- [What is expected]: From the entries below, tally the lines with "trousers" in them and reply with that figure only.

- [Provided entries]:
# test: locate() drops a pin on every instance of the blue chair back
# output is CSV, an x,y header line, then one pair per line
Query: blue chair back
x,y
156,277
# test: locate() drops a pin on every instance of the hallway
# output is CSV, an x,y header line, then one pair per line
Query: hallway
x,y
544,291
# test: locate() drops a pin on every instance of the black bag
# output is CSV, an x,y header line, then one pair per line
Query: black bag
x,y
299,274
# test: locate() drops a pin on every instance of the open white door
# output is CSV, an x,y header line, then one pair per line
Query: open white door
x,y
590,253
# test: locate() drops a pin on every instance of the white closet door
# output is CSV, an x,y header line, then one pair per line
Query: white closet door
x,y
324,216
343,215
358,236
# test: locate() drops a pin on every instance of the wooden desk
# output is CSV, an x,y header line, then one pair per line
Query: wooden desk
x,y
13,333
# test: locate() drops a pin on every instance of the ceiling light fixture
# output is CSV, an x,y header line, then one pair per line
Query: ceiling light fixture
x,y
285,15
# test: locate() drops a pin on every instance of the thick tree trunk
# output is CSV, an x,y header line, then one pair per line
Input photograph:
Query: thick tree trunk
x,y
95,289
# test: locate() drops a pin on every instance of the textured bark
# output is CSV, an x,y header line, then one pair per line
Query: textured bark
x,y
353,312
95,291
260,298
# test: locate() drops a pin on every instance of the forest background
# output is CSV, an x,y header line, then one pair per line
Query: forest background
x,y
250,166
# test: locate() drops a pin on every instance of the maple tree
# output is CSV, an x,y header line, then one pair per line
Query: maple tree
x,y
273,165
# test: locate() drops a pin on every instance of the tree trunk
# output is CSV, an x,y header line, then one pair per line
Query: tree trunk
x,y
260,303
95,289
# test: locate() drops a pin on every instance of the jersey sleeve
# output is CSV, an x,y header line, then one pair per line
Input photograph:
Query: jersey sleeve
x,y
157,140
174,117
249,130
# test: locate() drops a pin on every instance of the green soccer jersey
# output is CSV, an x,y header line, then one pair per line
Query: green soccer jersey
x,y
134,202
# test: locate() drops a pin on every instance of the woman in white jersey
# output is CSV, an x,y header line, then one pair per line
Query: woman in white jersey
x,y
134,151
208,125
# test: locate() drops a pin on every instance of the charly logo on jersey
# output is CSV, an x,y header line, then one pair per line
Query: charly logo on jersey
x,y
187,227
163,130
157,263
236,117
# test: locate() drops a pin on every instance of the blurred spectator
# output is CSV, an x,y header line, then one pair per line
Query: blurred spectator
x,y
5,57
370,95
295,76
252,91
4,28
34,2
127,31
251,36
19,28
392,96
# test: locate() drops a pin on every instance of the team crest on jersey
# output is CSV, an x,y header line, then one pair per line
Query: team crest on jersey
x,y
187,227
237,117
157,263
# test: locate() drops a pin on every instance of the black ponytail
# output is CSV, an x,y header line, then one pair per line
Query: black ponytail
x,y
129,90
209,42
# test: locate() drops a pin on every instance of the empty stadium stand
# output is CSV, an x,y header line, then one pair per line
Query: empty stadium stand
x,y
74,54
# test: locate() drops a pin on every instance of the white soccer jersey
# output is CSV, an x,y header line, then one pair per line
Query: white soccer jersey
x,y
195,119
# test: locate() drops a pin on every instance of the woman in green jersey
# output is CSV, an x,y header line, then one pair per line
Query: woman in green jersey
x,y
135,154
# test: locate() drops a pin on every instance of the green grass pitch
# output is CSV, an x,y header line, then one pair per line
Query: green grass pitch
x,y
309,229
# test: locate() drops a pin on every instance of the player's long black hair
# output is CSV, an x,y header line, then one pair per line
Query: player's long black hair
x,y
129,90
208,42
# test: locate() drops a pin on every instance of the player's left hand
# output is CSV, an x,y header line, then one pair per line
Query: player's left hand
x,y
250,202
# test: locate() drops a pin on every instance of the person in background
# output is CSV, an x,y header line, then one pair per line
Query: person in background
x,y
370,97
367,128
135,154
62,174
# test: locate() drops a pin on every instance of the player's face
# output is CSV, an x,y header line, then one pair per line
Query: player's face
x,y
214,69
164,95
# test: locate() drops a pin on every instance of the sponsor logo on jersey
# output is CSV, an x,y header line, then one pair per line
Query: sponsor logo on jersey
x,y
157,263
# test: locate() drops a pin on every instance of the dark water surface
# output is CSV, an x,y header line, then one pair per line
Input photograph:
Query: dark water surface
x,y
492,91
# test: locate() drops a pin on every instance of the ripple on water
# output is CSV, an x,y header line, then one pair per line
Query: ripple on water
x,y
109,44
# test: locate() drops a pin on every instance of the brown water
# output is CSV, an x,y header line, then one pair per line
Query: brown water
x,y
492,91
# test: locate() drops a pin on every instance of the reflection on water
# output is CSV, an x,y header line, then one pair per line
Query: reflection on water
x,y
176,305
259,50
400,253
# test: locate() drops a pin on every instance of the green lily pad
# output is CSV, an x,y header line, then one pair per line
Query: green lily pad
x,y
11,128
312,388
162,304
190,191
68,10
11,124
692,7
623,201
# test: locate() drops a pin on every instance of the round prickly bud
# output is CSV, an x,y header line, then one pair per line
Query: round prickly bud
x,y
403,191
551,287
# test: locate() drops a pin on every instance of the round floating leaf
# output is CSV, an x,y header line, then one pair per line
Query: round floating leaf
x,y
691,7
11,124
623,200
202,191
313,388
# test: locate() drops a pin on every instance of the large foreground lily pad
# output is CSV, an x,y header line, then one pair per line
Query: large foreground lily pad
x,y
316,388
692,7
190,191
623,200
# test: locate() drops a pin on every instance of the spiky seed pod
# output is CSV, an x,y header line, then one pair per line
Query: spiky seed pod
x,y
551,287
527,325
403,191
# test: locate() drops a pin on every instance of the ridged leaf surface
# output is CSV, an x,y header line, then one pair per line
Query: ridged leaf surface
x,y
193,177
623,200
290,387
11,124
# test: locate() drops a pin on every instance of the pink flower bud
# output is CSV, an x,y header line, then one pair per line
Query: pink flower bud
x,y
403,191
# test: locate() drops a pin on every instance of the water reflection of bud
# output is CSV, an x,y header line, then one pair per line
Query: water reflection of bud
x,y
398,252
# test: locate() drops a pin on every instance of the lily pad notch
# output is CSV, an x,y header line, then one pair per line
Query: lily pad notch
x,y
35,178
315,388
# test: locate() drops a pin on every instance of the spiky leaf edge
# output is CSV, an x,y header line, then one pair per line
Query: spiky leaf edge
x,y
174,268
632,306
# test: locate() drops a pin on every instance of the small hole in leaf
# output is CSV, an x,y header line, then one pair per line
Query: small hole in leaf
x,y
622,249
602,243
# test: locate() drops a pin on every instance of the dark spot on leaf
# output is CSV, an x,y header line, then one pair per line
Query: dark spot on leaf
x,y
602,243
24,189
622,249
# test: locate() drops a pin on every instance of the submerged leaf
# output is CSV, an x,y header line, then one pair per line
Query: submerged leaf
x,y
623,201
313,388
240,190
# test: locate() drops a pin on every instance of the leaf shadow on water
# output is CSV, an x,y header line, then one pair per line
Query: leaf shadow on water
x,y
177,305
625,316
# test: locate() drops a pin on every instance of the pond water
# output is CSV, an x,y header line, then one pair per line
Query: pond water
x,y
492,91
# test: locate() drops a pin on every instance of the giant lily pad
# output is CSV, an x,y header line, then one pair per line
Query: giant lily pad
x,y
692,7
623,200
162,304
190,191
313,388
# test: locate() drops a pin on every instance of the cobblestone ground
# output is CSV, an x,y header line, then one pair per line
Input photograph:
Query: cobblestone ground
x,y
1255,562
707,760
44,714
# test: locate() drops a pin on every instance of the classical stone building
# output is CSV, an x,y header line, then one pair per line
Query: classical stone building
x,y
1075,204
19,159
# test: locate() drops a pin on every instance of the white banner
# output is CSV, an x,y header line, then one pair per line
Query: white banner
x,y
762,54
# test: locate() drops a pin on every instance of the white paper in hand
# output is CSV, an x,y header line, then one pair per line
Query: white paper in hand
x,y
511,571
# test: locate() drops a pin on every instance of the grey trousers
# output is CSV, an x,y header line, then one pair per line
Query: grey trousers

- [Exercise solution]: 2